Data excerpts →
┄┄┄┄┄┄┄┄┄┄
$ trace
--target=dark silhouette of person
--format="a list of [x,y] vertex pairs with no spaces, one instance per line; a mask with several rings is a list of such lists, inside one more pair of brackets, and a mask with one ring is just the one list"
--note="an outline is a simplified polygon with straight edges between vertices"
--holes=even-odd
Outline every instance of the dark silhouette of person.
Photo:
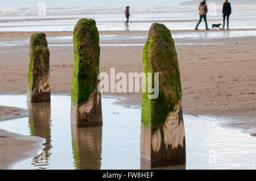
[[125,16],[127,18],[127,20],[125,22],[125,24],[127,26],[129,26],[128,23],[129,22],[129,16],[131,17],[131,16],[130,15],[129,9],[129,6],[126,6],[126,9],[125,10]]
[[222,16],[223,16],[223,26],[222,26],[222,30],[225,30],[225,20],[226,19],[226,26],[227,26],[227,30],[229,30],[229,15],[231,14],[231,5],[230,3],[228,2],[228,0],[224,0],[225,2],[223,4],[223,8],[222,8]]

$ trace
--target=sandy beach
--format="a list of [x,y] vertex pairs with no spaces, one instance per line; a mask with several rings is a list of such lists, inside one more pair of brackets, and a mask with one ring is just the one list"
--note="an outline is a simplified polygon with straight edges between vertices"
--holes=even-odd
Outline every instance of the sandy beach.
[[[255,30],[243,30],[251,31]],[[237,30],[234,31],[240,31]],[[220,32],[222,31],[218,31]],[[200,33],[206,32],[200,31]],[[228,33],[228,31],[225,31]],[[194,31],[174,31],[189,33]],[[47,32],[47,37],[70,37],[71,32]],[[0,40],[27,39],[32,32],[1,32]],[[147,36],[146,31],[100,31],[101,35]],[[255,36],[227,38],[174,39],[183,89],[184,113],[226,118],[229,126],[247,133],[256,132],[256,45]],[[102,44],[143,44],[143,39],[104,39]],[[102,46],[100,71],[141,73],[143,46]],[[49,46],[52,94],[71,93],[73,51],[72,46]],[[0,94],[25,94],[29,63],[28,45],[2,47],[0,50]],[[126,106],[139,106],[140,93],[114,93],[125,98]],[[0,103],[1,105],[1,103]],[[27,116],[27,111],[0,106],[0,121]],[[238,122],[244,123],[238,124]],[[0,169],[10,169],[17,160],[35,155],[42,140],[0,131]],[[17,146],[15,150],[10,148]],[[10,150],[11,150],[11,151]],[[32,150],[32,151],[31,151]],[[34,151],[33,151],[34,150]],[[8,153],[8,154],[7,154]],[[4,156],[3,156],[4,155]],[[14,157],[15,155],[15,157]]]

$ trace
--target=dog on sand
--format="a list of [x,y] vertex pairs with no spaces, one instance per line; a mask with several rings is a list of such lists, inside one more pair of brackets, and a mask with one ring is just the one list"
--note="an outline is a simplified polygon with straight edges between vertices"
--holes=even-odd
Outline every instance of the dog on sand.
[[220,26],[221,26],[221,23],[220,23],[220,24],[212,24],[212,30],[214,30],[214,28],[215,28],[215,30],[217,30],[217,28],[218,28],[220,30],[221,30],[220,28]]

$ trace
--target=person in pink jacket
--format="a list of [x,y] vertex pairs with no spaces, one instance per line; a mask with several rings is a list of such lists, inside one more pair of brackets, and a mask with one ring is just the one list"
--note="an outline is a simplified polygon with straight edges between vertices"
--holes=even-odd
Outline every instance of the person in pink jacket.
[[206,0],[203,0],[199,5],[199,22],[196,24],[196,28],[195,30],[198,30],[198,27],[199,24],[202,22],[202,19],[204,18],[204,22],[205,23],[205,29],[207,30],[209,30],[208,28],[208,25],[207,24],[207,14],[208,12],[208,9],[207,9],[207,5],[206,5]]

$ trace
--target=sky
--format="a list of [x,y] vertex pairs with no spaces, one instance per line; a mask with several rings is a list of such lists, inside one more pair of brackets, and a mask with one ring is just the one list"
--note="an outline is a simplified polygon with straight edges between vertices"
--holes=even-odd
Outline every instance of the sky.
┄┄┄┄┄┄┄┄┄┄
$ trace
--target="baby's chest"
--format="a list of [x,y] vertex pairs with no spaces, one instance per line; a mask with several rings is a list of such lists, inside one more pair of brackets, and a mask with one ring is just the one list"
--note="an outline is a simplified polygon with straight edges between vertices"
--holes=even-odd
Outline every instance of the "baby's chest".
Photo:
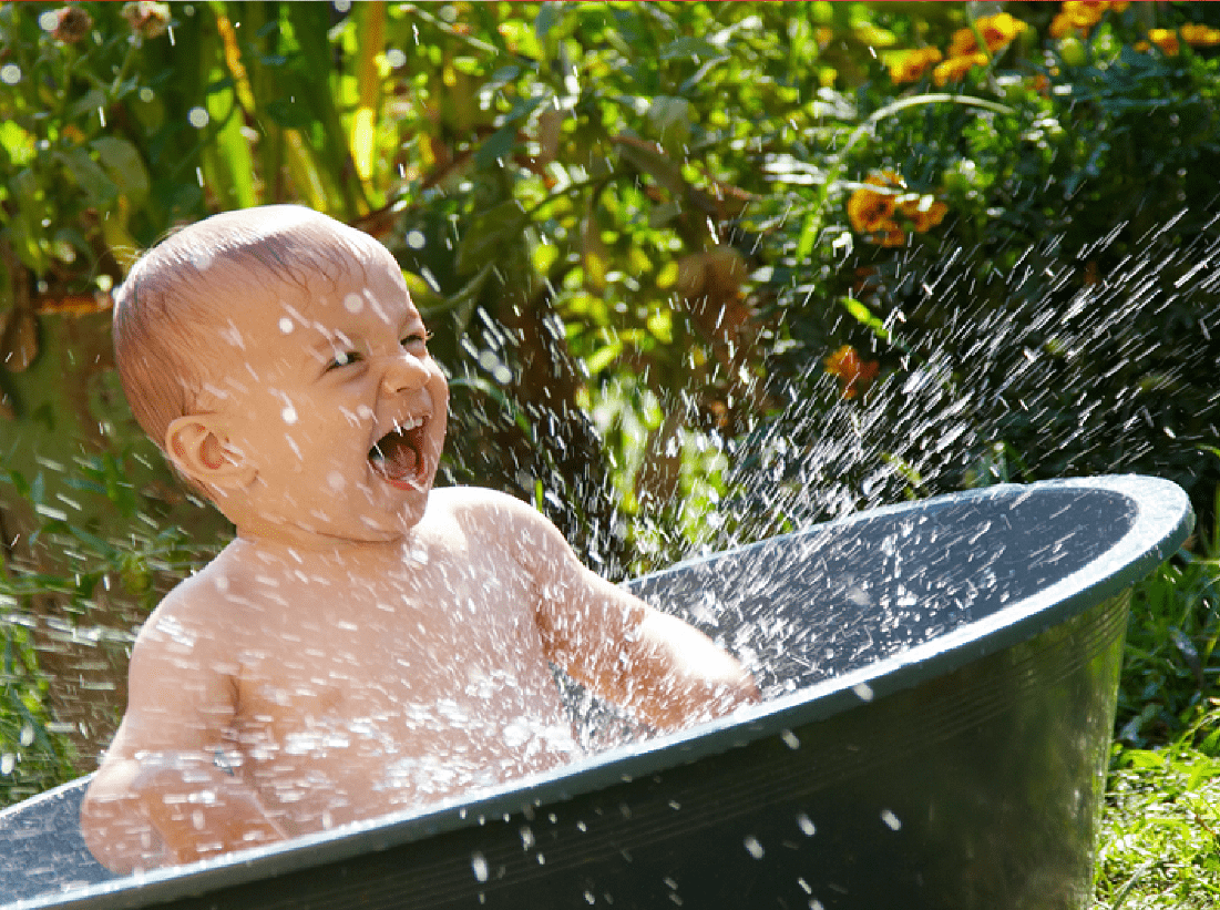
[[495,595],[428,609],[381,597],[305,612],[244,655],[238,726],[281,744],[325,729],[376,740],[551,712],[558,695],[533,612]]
┄┄┄┄┄┄┄┄┄┄
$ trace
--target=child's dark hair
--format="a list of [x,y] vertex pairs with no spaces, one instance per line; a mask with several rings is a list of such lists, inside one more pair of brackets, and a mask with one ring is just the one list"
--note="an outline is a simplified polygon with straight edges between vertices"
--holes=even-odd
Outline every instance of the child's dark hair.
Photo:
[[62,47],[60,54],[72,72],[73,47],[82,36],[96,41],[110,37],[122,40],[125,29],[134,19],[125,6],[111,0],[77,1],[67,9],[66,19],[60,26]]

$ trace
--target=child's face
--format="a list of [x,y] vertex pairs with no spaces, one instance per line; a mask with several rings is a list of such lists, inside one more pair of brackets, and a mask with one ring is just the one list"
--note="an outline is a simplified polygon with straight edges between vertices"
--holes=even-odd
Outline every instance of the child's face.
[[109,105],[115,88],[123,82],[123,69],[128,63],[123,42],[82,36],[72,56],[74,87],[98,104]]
┄┄┄┄┄┄┄┄┄┄
What needs to be done →
Filter the data above down to the lines that contain the string "pink", matching case exactly.

Task result →
--target=person in pink jacket
Outline every instance of the person in pink jacket.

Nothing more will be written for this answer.